WORK INSTRUCTIONS: Please return every line in the entries below with the word "target" in it.

Segment Start: RECORDS FOR THIS EXERCISE

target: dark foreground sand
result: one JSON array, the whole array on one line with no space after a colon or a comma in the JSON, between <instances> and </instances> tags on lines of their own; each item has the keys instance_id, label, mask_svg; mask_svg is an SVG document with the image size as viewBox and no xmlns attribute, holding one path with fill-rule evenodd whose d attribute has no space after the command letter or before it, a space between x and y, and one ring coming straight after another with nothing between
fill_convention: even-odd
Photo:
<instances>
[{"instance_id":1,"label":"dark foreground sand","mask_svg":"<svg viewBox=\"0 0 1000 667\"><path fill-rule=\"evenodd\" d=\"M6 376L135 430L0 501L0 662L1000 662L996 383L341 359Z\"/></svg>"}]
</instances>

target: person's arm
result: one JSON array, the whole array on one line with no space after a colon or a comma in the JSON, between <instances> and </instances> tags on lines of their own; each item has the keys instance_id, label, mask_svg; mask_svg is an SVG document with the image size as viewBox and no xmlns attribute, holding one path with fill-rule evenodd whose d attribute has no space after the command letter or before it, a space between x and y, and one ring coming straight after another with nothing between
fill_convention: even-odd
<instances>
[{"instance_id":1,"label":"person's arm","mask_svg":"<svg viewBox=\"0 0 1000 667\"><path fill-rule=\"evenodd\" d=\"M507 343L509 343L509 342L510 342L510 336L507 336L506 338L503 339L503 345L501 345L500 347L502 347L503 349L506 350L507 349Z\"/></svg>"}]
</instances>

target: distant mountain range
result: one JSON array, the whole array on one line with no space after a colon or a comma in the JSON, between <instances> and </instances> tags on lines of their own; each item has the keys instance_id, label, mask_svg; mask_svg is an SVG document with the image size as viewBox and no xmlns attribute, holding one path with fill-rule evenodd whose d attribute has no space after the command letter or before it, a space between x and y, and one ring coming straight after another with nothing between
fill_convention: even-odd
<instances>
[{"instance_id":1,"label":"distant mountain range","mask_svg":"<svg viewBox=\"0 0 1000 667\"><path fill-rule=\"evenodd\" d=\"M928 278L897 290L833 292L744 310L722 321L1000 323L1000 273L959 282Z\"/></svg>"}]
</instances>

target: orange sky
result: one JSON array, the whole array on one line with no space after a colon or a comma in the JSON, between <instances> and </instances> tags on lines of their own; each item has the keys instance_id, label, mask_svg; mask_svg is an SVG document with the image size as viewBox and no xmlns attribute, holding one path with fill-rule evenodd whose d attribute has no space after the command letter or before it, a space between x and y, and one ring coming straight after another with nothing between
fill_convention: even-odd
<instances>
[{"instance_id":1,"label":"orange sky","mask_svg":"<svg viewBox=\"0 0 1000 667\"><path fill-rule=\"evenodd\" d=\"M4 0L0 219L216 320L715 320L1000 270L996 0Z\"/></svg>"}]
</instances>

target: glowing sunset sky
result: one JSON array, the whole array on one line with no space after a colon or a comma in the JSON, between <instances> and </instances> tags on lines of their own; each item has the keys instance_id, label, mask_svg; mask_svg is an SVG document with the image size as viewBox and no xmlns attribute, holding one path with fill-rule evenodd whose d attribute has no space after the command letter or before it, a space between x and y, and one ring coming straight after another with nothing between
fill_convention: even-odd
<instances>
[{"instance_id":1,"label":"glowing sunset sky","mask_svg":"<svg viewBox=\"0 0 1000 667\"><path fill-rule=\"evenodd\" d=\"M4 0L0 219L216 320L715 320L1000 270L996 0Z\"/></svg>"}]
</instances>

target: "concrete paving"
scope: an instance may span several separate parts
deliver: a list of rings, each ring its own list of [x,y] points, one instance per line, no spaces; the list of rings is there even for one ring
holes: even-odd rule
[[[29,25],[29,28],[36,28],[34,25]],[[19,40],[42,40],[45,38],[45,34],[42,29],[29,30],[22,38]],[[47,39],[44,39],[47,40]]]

Segment End: RECORDS FOR THIS EXERCISE

RESPONSE BELOW:
target: dark foreground sand
target: person's arm
target: distant mountain range
target: orange sky
target: glowing sunset sky
target: "concrete paving"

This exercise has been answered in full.